PROBLEM REQUIREMENTS -
Filter the rows below, keeping every line that contains the string "eagle". Output only those lines.

[Entries from a pointing dataset]
————
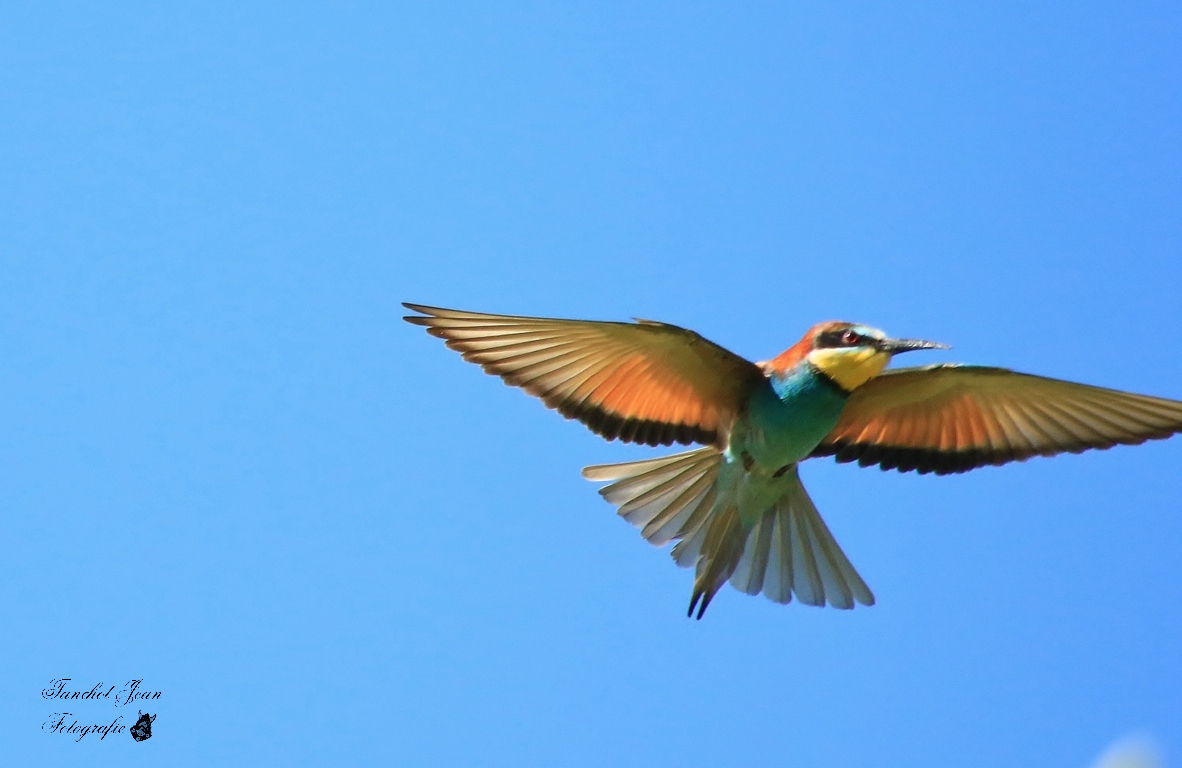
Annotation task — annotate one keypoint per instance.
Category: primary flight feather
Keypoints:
(736, 508)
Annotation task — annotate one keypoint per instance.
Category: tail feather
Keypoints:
(791, 551)
(788, 551)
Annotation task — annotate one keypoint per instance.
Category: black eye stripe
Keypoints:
(838, 339)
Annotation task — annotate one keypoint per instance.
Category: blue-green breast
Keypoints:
(788, 418)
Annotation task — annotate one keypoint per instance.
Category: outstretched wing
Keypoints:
(641, 382)
(952, 418)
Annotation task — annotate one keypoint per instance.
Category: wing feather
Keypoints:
(638, 382)
(952, 418)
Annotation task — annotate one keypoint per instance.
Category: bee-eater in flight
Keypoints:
(736, 507)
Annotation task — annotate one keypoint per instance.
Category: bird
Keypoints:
(735, 507)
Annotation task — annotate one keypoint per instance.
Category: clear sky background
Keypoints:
(228, 468)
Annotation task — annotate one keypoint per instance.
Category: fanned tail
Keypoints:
(791, 551)
(788, 551)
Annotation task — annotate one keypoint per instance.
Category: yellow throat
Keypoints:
(849, 366)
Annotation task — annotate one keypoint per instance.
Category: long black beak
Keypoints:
(896, 346)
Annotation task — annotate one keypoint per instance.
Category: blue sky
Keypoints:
(229, 469)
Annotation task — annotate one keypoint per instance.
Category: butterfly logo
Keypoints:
(142, 729)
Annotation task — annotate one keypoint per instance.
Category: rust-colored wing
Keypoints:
(641, 382)
(952, 418)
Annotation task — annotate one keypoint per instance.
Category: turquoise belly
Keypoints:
(786, 421)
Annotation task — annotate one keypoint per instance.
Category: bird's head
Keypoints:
(846, 352)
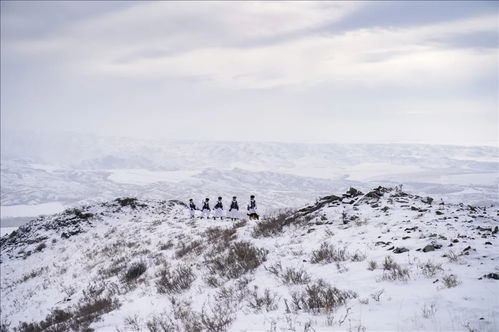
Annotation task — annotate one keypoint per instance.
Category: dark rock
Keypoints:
(427, 200)
(431, 247)
(352, 192)
(494, 276)
(400, 250)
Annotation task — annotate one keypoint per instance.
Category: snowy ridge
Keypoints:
(384, 260)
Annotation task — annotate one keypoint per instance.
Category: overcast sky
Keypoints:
(276, 71)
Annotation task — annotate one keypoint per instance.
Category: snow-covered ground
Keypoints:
(31, 210)
(384, 260)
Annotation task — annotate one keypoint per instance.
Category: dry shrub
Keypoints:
(430, 269)
(273, 225)
(195, 246)
(320, 296)
(328, 253)
(240, 258)
(174, 281)
(267, 301)
(393, 271)
(134, 272)
(450, 281)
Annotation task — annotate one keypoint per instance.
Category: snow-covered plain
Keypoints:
(442, 253)
(39, 169)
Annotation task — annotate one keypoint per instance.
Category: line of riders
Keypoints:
(218, 209)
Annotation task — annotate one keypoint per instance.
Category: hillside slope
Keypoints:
(381, 261)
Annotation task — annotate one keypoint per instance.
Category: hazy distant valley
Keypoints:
(45, 174)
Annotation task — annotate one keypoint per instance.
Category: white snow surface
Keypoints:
(92, 248)
(24, 210)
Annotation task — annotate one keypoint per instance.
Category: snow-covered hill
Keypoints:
(40, 171)
(383, 260)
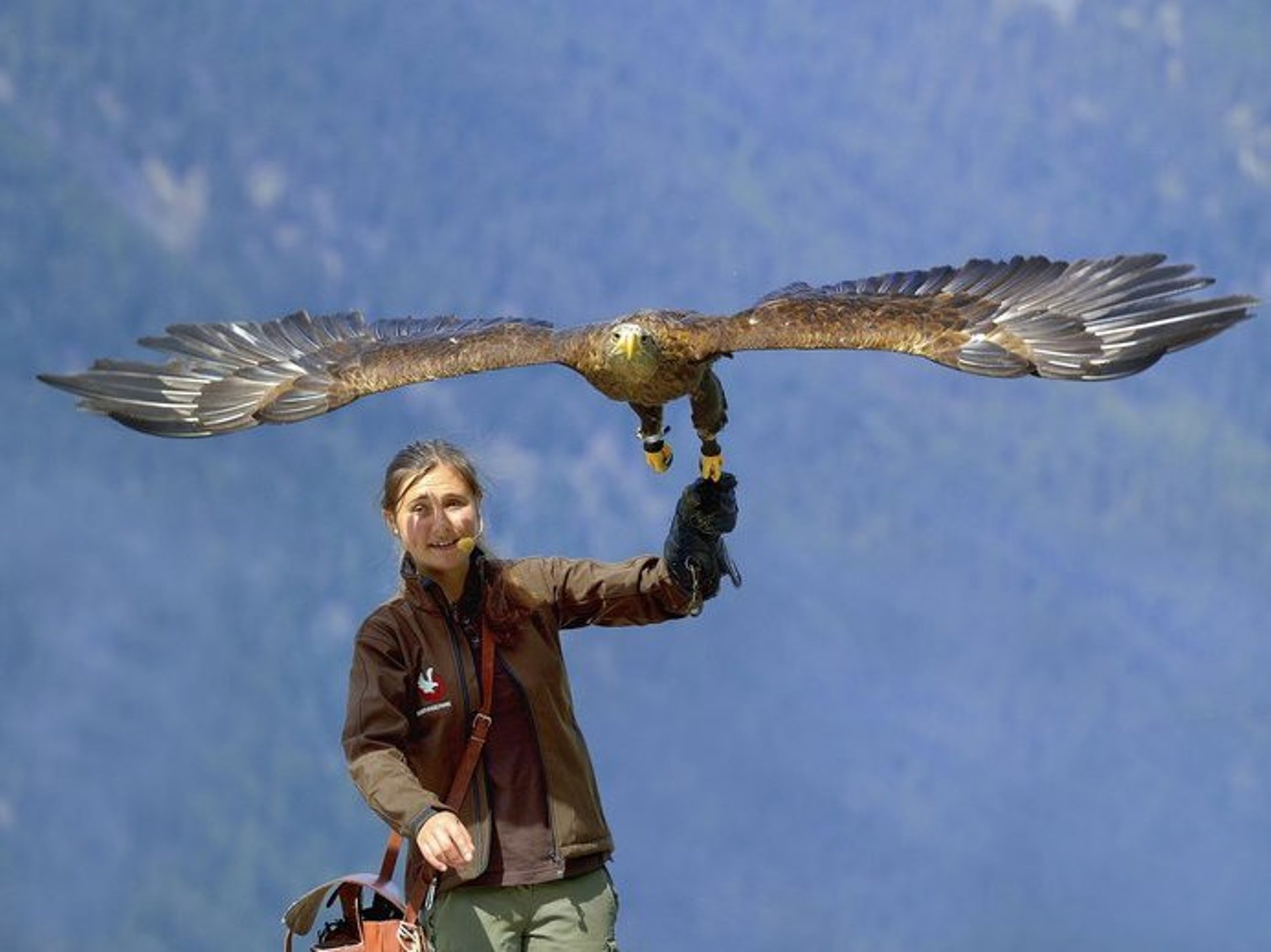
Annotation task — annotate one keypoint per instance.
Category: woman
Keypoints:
(532, 816)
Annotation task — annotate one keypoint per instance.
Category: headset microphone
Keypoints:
(467, 543)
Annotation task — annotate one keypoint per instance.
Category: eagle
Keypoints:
(1091, 319)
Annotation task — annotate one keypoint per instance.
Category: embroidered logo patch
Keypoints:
(432, 692)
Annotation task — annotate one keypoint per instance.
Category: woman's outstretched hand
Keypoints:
(444, 842)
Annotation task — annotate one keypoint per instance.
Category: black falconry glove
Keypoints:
(694, 548)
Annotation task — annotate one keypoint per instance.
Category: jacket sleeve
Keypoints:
(635, 593)
(375, 733)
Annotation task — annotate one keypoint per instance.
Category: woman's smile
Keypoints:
(433, 518)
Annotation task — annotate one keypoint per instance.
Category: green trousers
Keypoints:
(567, 915)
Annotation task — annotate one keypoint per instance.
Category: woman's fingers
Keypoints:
(445, 842)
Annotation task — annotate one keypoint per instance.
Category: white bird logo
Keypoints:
(427, 684)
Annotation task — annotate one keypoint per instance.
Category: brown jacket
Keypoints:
(413, 688)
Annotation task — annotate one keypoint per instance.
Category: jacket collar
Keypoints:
(425, 593)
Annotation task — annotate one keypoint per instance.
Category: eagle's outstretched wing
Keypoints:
(235, 375)
(1084, 320)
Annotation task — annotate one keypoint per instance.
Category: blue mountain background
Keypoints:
(998, 674)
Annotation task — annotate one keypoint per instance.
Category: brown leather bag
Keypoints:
(391, 923)
(371, 928)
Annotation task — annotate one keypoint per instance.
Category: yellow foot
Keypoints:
(712, 467)
(660, 459)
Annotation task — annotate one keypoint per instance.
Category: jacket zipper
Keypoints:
(557, 860)
(457, 647)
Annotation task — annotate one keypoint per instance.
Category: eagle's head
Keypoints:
(632, 349)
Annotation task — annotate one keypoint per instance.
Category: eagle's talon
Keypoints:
(712, 467)
(660, 459)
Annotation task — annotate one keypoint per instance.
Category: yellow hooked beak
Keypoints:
(627, 341)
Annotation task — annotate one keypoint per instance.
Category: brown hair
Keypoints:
(506, 604)
(416, 460)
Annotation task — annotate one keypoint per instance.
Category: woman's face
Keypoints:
(432, 515)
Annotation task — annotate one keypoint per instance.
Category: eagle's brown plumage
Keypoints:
(1086, 320)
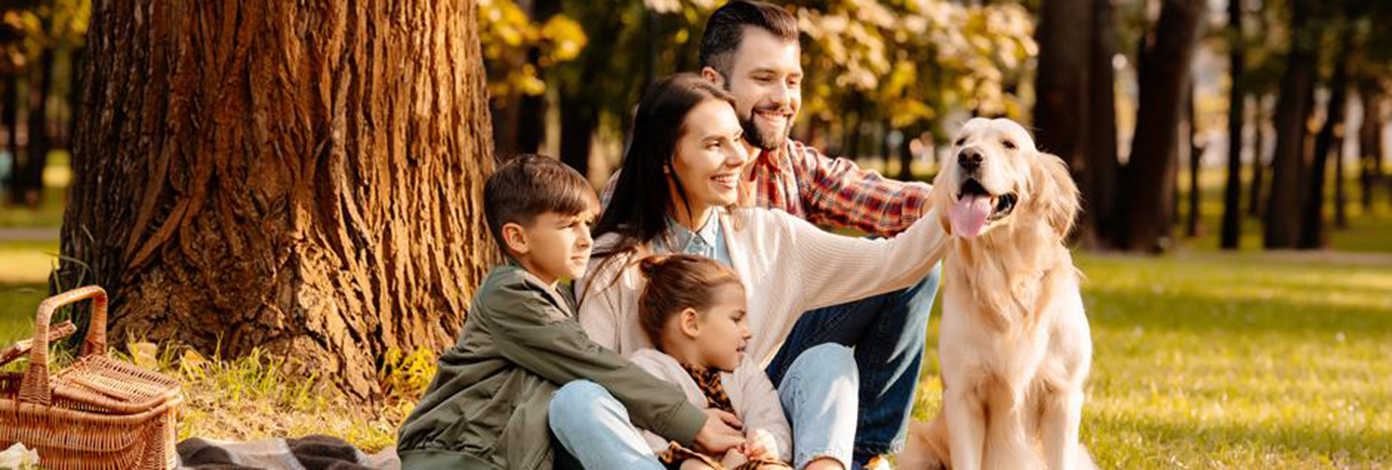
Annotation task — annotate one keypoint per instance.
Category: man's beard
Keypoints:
(770, 141)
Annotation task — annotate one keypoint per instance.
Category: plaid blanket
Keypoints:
(313, 452)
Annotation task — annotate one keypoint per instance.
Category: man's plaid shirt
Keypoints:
(826, 191)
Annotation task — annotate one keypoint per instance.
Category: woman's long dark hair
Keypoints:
(641, 202)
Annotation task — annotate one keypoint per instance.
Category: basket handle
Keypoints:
(35, 385)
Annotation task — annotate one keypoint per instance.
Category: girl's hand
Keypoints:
(695, 465)
(760, 444)
(734, 458)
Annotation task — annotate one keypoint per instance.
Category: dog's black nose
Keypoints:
(969, 159)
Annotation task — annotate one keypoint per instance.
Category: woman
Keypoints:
(678, 193)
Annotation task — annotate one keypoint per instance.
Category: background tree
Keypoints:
(297, 177)
(1282, 217)
(1236, 111)
(1167, 54)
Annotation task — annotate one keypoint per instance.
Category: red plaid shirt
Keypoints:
(826, 191)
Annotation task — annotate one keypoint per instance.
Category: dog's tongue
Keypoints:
(969, 214)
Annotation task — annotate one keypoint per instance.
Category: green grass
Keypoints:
(18, 303)
(49, 214)
(1234, 362)
(1203, 359)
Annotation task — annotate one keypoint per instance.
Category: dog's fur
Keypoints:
(1015, 345)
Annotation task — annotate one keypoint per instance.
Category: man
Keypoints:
(752, 50)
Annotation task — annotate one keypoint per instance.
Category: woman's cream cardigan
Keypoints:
(787, 264)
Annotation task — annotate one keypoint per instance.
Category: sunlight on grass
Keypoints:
(27, 262)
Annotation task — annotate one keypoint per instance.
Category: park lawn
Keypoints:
(1234, 362)
(1201, 360)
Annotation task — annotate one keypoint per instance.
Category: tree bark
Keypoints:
(297, 177)
(1164, 71)
(1101, 134)
(74, 98)
(11, 123)
(1236, 110)
(579, 118)
(1282, 219)
(1064, 89)
(1259, 155)
(1370, 142)
(1193, 225)
(1313, 231)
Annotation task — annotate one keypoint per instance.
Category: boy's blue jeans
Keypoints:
(888, 334)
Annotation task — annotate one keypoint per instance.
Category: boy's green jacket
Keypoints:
(487, 403)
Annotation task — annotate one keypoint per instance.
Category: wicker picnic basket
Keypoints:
(99, 413)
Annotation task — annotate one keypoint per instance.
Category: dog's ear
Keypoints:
(941, 199)
(1055, 195)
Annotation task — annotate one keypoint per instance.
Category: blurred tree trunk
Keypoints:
(1236, 110)
(1101, 134)
(1282, 219)
(1341, 217)
(297, 177)
(11, 123)
(579, 106)
(579, 118)
(78, 54)
(1370, 142)
(1163, 73)
(1193, 225)
(1259, 153)
(1313, 232)
(519, 118)
(1064, 91)
(28, 168)
(905, 155)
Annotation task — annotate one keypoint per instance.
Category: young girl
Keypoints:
(693, 312)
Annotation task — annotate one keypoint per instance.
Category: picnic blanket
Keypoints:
(313, 452)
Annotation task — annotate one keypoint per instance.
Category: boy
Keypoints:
(487, 403)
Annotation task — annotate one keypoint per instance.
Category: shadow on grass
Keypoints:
(1190, 312)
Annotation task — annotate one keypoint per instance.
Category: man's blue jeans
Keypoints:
(888, 333)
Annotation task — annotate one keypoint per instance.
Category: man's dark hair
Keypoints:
(725, 31)
(531, 185)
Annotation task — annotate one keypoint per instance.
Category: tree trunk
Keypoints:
(1341, 217)
(1101, 134)
(1259, 155)
(74, 98)
(1064, 89)
(905, 155)
(1193, 225)
(28, 170)
(11, 124)
(579, 118)
(297, 177)
(1313, 232)
(1282, 219)
(1370, 142)
(1236, 100)
(1163, 74)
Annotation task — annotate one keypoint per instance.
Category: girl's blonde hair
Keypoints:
(677, 282)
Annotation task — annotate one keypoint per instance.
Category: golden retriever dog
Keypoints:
(1015, 345)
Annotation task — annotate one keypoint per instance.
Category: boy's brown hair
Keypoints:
(531, 185)
(677, 282)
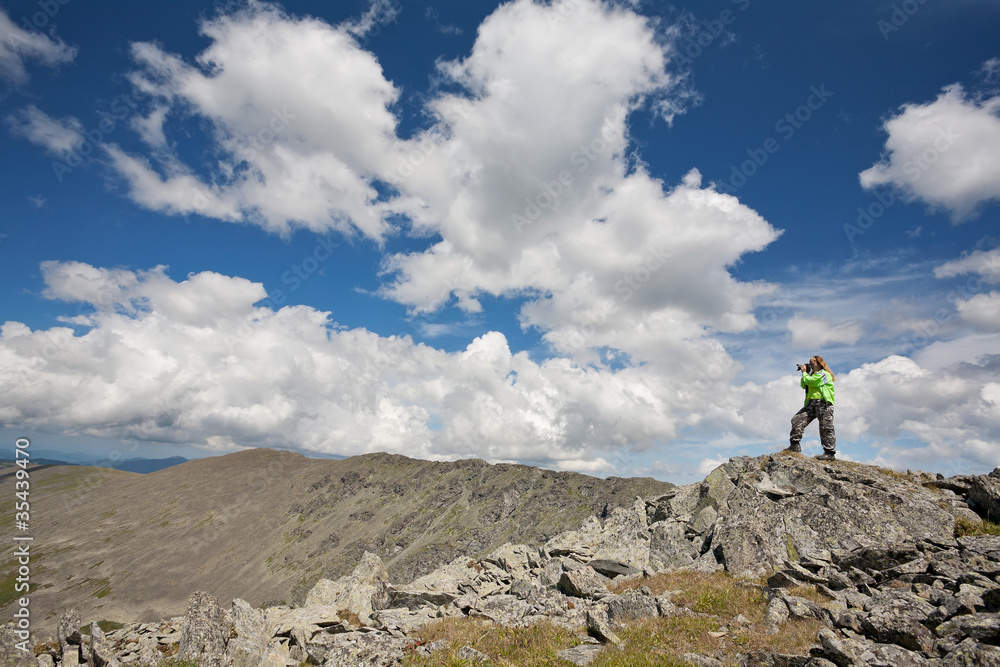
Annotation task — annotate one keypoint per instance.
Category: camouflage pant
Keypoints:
(815, 409)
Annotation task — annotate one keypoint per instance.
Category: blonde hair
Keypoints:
(818, 359)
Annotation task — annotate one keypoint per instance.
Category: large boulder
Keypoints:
(669, 546)
(204, 632)
(782, 507)
(622, 537)
(984, 495)
(250, 644)
(362, 592)
(10, 653)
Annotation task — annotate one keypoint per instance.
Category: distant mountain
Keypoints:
(146, 465)
(265, 525)
(58, 457)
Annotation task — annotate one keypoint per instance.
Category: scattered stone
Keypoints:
(361, 592)
(581, 655)
(203, 633)
(597, 627)
(472, 655)
(583, 583)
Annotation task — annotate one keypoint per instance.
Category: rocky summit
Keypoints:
(896, 580)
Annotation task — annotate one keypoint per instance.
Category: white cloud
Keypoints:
(708, 465)
(17, 46)
(985, 263)
(945, 153)
(196, 362)
(302, 150)
(61, 138)
(912, 416)
(526, 179)
(524, 175)
(817, 332)
(982, 311)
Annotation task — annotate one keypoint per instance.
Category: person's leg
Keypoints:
(800, 420)
(827, 434)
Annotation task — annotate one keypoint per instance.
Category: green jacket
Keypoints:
(817, 385)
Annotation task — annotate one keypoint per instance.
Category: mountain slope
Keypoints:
(264, 525)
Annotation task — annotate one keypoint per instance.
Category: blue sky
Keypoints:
(584, 235)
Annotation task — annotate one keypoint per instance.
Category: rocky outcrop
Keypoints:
(895, 586)
(927, 602)
(361, 593)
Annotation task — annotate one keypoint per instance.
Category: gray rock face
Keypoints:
(10, 654)
(583, 583)
(101, 654)
(249, 644)
(204, 632)
(68, 630)
(819, 507)
(984, 496)
(361, 592)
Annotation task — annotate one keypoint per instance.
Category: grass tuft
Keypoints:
(965, 526)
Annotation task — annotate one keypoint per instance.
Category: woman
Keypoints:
(817, 380)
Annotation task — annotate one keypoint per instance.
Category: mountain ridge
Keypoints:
(125, 546)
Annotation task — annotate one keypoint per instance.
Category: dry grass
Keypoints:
(717, 598)
(964, 527)
(536, 646)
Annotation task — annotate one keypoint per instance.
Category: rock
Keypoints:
(367, 649)
(612, 568)
(879, 557)
(623, 537)
(969, 653)
(982, 627)
(984, 497)
(581, 655)
(775, 614)
(361, 592)
(835, 507)
(251, 644)
(305, 621)
(68, 631)
(472, 655)
(703, 520)
(101, 654)
(631, 606)
(669, 547)
(583, 583)
(699, 660)
(716, 488)
(898, 617)
(10, 654)
(203, 633)
(597, 627)
(404, 620)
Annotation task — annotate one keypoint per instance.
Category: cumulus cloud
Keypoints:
————
SOLUTION TO THIS TASK -
Category: eagle
Category: eagle's outstretched wing
Category: eagle's head
Category: eagle's talon
Category: eagle's brown plumage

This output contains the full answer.